**What this exercise asks:**
1) Reproduce word for word the part of the roster cutdown article that runs from "Cuts can mean" up to and including "third-down receiver, etc.).".
2) The roster cutdown article names examples of significant offensive or defensive contributions that give older backup players utility. List every one of them.
3) Pick up the NFL roster cutdown article after its last sentence and keep writing.

The NFL's roster cutdown process is a nerve-racking time for players on the roster bubble. The final roster reduction to a maximum of 53 players must occur by 4 p.m. ET on Sat., Sept. 3.
Cuts can mean the end of careers for some veteran players, especially older ones, as most NFL players don't get to end their careers on their own terms. Older players can be in jeopardy during the final cutdown because versatility and salary become important factors in roster decisions.
Players making up the back end of a roster are required to play special teams. Older players are at a disadvantage for these roster spots because they usually haven't been special teams contributors since early in their careers before they became starters. Backup older players don't have much utility unless they are making a significant contribution to the offense or defense (i.e.; pass rushing specialist, nickel defensive back, third-down receiver, etc.).

**Recorded data:**
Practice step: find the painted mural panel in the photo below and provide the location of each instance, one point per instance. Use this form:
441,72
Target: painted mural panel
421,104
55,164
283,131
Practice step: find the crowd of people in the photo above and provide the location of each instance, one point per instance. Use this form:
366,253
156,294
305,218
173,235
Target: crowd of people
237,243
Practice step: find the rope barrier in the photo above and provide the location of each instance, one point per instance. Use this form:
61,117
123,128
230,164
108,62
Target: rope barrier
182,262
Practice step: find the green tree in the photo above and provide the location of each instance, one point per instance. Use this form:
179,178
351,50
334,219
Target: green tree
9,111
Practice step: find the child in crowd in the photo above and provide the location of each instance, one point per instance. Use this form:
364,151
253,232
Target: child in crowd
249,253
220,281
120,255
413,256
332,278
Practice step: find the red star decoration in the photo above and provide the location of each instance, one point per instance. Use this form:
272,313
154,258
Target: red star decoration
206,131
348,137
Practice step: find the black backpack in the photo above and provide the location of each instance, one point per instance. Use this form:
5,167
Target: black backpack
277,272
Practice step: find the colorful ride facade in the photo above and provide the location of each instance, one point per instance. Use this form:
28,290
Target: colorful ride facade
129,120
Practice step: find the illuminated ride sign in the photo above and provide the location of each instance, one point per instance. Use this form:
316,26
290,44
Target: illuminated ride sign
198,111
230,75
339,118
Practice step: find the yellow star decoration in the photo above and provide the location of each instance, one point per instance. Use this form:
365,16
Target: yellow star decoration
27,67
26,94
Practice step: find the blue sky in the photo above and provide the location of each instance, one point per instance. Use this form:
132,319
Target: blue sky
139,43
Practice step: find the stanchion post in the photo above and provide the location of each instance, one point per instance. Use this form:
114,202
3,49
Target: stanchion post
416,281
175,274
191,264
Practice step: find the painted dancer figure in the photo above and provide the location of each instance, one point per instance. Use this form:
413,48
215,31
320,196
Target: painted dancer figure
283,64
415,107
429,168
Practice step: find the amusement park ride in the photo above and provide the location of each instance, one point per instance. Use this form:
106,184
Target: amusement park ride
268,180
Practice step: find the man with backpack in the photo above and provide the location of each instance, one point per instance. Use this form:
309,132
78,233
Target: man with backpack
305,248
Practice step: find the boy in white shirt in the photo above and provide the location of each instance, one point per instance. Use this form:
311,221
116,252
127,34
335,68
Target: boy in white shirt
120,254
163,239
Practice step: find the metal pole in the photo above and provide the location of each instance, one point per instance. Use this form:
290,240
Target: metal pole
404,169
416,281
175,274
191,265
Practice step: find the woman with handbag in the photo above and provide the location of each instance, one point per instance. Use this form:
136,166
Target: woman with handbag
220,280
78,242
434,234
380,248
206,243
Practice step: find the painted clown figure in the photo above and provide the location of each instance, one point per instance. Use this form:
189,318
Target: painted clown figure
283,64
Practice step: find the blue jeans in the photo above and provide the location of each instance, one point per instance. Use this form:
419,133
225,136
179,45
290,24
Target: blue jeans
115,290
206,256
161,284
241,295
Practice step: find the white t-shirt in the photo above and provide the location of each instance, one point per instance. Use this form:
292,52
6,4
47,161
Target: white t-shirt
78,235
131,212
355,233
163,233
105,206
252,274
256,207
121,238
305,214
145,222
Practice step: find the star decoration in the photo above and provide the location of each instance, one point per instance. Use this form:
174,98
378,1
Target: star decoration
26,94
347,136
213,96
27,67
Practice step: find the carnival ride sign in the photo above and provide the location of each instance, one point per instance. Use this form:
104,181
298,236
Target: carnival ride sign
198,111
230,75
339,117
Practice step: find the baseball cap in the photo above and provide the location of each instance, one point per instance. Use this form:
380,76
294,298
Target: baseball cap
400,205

...

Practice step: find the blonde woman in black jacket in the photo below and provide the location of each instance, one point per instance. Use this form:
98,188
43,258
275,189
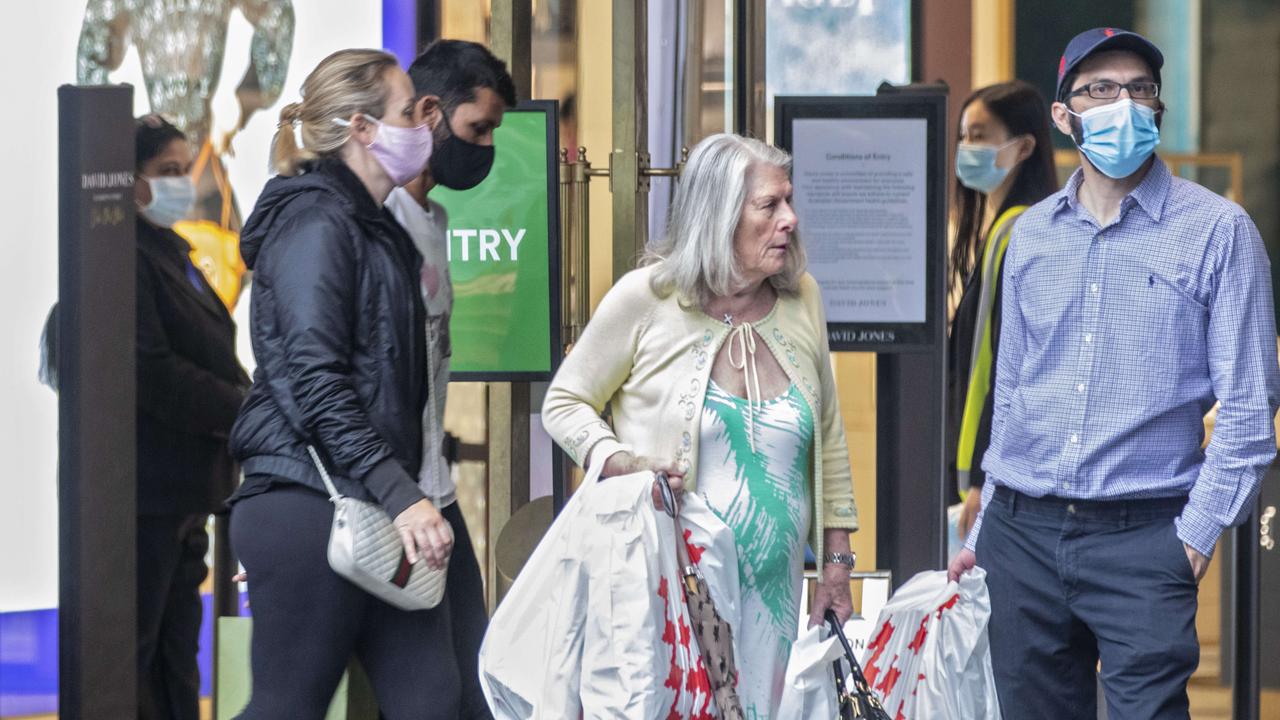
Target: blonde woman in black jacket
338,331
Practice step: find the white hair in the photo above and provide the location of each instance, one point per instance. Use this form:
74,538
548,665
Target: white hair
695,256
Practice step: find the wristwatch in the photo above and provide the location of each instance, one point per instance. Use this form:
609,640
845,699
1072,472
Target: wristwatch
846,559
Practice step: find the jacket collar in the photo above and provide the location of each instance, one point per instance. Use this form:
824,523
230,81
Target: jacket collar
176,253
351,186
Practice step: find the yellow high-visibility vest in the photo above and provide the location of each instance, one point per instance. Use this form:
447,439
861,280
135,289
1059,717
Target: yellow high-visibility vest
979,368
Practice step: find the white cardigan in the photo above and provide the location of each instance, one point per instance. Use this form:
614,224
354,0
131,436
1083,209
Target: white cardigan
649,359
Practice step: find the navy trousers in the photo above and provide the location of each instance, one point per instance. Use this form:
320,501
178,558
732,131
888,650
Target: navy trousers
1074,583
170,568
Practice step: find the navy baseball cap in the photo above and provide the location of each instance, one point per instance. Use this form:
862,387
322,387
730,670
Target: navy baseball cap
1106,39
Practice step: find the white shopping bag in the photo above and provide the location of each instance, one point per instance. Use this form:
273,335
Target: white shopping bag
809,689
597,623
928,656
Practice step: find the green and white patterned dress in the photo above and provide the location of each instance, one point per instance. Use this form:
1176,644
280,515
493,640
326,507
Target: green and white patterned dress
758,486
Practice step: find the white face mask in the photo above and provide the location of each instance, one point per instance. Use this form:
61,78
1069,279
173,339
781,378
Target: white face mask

**Written answers:**
1)
Cuts can mean the end of careers for some veteran players, especially older ones, as most NFL players don't get to end their careers on their own terms. Older players can be in jeopardy during the final cutdown because versatility and salary become important factors in roster decisions.
Players making up the back end of a roster are required to play special teams. Older players are at a disadvantage for these roster spots because they usually haven't been special teams contributors since early in their careers before they became starters. Backup older players don't have much utility unless they are making a significant contribution to the offense or defense (i.e.; pass rushing specialist, nickel defensive back, third-down receiver, etc.).

2)
- pass rushing specialist
- nickel defensive back
- third-down receiver

3)
Teams will attempt to trade players that could generate interest from other teams because of a pressing need before they are released. Since other teams know these players are likely to be available shortly without requiring anything in return, the trade efforts usually aren't successful. But it's always worth a shot.
The Tennessee Titans surprisingly were able to get a 2016 sixth-round pick from the Atlanta Falcons for high-priced 2013 free-agent signee Andy Levitre at the final cutdown last year after he lost his left guard spot to Byron Bell. Levitre took a slight pay cut in the process.
Only the current year's proration of the salary components that are treated like signing bonus count toward the salary cap when players are released or traded after June 1. The bonus proration in future contract years is delayed until the following season, which is 2017 for any player released during cutdowns. A salary cap charge for a player that is no longer on a team's roster is commonly referred to as dead money.
Here's a look at nine veteran players that may not survive Saturday's final roster reduction and the salary cap implications if they are released.
2016 Salary Cap Number: $15,890,753
2016 Compensation: $14.3 Million ($11.9 Million Base Salary Guarantee)
2016 Dead Money: $14,765,753
2017 Dead Money: $4,931,506
2016 Salary Cap Savings: $1.125 Million (from per game 46-man active roster bonuses)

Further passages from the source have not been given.